Exercise details => Quote the whole listing exactly. Leave the pictures out of your copy.

══════════════════════════════

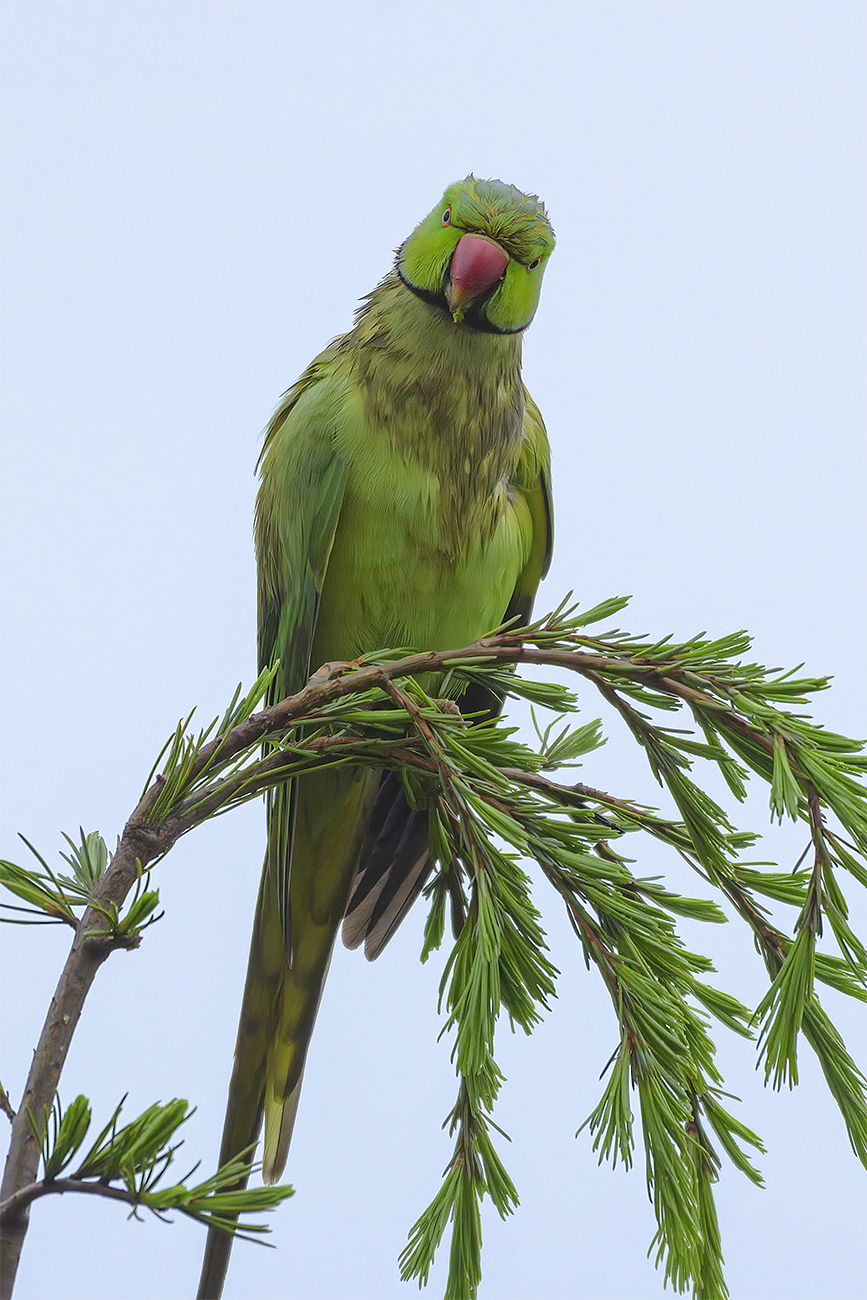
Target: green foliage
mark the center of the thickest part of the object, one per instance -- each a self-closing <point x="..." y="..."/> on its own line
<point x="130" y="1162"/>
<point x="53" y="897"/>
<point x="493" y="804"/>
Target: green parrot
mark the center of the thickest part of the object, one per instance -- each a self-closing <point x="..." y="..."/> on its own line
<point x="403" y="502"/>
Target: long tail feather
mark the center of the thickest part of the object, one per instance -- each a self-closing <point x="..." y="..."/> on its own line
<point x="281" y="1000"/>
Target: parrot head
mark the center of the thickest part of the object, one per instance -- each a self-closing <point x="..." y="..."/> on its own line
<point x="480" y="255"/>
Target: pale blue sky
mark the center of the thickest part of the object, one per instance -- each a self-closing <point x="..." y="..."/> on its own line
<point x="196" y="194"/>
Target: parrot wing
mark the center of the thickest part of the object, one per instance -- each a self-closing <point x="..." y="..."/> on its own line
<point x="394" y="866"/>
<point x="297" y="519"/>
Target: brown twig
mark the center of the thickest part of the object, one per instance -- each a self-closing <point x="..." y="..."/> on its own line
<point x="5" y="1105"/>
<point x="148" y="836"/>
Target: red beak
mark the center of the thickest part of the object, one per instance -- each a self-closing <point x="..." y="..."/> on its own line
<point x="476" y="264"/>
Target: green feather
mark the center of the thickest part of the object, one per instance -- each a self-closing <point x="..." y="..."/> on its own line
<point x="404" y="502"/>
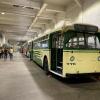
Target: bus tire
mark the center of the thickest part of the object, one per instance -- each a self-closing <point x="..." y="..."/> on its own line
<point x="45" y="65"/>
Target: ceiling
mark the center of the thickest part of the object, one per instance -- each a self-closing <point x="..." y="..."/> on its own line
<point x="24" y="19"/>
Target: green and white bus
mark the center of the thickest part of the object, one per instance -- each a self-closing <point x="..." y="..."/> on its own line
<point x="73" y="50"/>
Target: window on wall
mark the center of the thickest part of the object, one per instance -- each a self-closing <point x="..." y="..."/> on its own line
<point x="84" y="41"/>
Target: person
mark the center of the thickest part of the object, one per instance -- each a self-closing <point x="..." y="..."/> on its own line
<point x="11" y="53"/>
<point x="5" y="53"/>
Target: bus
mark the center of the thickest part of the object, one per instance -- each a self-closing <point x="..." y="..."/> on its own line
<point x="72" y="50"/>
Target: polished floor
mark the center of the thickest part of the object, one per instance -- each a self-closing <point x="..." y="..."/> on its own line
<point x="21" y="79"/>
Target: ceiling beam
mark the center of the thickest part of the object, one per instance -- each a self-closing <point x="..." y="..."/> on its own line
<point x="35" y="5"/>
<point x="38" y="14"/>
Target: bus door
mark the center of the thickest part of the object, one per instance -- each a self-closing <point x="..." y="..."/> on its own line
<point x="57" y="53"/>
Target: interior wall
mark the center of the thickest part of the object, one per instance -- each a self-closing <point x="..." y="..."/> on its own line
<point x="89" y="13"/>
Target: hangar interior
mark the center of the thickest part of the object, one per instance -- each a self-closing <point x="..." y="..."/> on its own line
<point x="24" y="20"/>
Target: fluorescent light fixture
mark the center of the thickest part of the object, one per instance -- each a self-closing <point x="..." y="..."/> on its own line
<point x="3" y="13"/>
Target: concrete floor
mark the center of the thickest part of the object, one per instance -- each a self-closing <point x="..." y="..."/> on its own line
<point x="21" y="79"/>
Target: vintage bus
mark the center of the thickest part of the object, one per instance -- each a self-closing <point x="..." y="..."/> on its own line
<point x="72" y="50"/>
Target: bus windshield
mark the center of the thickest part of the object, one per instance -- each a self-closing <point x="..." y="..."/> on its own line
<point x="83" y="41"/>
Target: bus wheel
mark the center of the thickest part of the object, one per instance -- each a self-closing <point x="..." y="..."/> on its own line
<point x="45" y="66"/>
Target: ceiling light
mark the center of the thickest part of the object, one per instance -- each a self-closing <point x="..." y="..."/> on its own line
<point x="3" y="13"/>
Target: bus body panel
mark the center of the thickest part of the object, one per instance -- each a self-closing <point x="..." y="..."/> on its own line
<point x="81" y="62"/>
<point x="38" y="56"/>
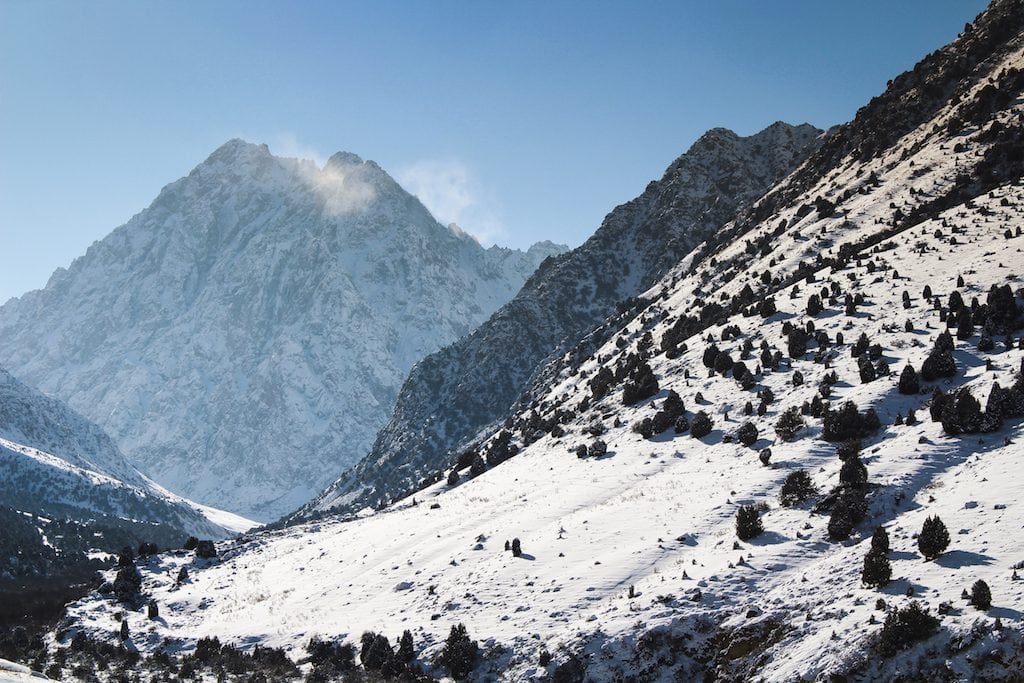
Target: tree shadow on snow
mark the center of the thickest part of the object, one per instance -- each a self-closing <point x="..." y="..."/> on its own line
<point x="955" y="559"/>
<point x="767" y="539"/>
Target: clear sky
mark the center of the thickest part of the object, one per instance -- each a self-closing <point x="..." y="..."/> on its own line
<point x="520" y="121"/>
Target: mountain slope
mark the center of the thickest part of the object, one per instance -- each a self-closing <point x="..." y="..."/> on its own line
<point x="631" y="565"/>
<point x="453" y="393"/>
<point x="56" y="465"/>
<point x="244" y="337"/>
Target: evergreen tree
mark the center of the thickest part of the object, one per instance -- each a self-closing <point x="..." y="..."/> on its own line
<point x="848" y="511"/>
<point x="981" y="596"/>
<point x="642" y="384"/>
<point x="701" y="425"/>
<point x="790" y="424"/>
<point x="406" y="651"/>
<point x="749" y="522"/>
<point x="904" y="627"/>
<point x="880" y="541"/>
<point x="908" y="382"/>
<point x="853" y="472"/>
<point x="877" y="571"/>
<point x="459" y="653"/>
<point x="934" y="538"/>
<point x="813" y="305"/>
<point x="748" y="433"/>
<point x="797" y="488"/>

══════════════════════════════

Written solution =>
Target: green foliage
mark the center of the thickest part of the object, one per instance -- each a self-closing <point x="..." y="..."/> on its own line
<point x="130" y="1162"/>
<point x="53" y="897"/>
<point x="493" y="804"/>
Target: green parrot
mark the center of the thickest part of the object, one per instance -- each a self-closing <point x="..." y="..."/> on its own line
<point x="403" y="502"/>
Target: long tail feather
mark the center of the thickest part of the object, one per instance -- each a self-closing <point x="..." y="..."/> on its own line
<point x="281" y="1000"/>
Target: parrot head
mark the center of the thickest part of the object, one per instance -- each a self-closing <point x="..." y="..."/> on its own line
<point x="480" y="255"/>
Target: pale blue sky
mark the center of the thickest part of the object, one per instance -- each a self-closing <point x="..." y="..."/> on its own line
<point x="196" y="194"/>
Target: parrot wing
mark the center of the thickest part of the object, one per instance -- each a self-closing <point x="..." y="..."/> on its own line
<point x="394" y="866"/>
<point x="297" y="519"/>
Target: brown twig
mark the center of the thickest part of the object, one per instance -- each a self-closing <point x="..." y="..."/> on its own line
<point x="5" y="1105"/>
<point x="148" y="836"/>
Target: red beak
mark the center of the thickest part of the object, one per instance -- each a self-closing <point x="..." y="..."/> on its own line
<point x="476" y="264"/>
Target: green feather
mark the center of the thickest part of the object, one per instance -- each a self-closing <point x="..." y="..."/> on its own line
<point x="404" y="502"/>
Target: bus tire
mark the center of the thickest part of the object, one per instance -- each a self-closing <point x="..." y="..."/> on its own line
<point x="45" y="65"/>
Target: ceiling
mark the center of the thickest part of the object, one per instance -- each a self-closing <point x="..." y="..."/> on its own line
<point x="24" y="19"/>
Target: green and white bus
mark the center of the thickest part of the object, one per instance -- each a self-closing <point x="..." y="..."/> on its own line
<point x="73" y="50"/>
Target: window on wall
mark the center of the thickest part of the object, one per instance -- each a self-closing <point x="..." y="..."/> on its own line
<point x="84" y="41"/>
Target: person
mark the center of the thickest part of the object, one per instance -- each a self-closing <point x="..." y="..."/> on its own line
<point x="11" y="53"/>
<point x="5" y="53"/>
Target: bus
mark the center of the thickest part of the object, one per instance -- each a self-closing <point x="..." y="..."/> on its own line
<point x="72" y="50"/>
Target: polished floor
mark the center of the thickest part of the object, one per instance -- each a self-closing <point x="..." y="..."/> on its own line
<point x="21" y="79"/>
Target: ceiling beam
mark the center of the thickest part of the object, one per instance -- each a self-closing <point x="..." y="..."/> on its own line
<point x="35" y="5"/>
<point x="38" y="14"/>
Target: bus door
mark the center of the thickest part of the object, one per instance -- each a self-closing <point x="..." y="..."/> on its own line
<point x="57" y="53"/>
Target: interior wall
mark the center of the thickest part of the object, one per instance -- each a self-closing <point x="..." y="..."/> on its own line
<point x="89" y="13"/>
Target: hangar interior
mark the center of the thickest part of the object, one per instance -- each a self-closing <point x="..." y="..."/> on its own line
<point x="24" y="20"/>
Target: fluorescent light fixture
mark the center of the thickest part of the object, one per instance -- each a self-closing <point x="..." y="..."/> on its own line
<point x="3" y="13"/>
Target: concrete floor
mark the center of the thickest part of the object, one per instance -- each a self-closing <point x="..." y="..."/> on its own line
<point x="21" y="79"/>
Target: vintage bus
mark the center of the thickest part of the object, one per instance -- each a self-closing <point x="..." y="..."/> on its own line
<point x="72" y="50"/>
Target: bus windshield
mark the center of the thickest part of the object, one per instance -- each a self-closing <point x="..." y="..."/> on its own line
<point x="83" y="41"/>
Target: bus wheel
mark the center of the thickest part of the object, one per instance -- each a self-closing <point x="..." y="..."/> on its own line
<point x="45" y="66"/>
Target: ceiling light
mark the center of the thickest part of the object, one per instance -- each a self-closing <point x="..." y="..."/> on its own line
<point x="3" y="13"/>
Target: bus body panel
mark the center of the thickest part of the object, one per instance -- each a self-closing <point x="..." y="..."/> on its own line
<point x="81" y="62"/>
<point x="38" y="56"/>
Target: tree shadow on snow
mark the center of the thickest part of the object, one per instance -- each a self-closing <point x="..." y="..."/> on its own line
<point x="955" y="559"/>
<point x="767" y="539"/>
Target: clear sky
mark the center of the thickest part of the object, one per instance -- each a self-closing <point x="..." y="..."/> on its own line
<point x="520" y="121"/>
Target: mountain slope
mark the center of the thickest part of the object, one per instance -- each a self-closing <point x="..." y="..."/> on its own line
<point x="631" y="565"/>
<point x="453" y="393"/>
<point x="56" y="465"/>
<point x="244" y="337"/>
Target: evergreen tree
mark the center of the thickest part of the object, one per instance -- each a self-closing <point x="..." y="..."/> on its own line
<point x="848" y="511"/>
<point x="981" y="596"/>
<point x="642" y="384"/>
<point x="701" y="425"/>
<point x="790" y="424"/>
<point x="406" y="651"/>
<point x="749" y="522"/>
<point x="904" y="627"/>
<point x="880" y="541"/>
<point x="908" y="382"/>
<point x="853" y="472"/>
<point x="877" y="571"/>
<point x="459" y="653"/>
<point x="934" y="538"/>
<point x="813" y="305"/>
<point x="748" y="433"/>
<point x="797" y="488"/>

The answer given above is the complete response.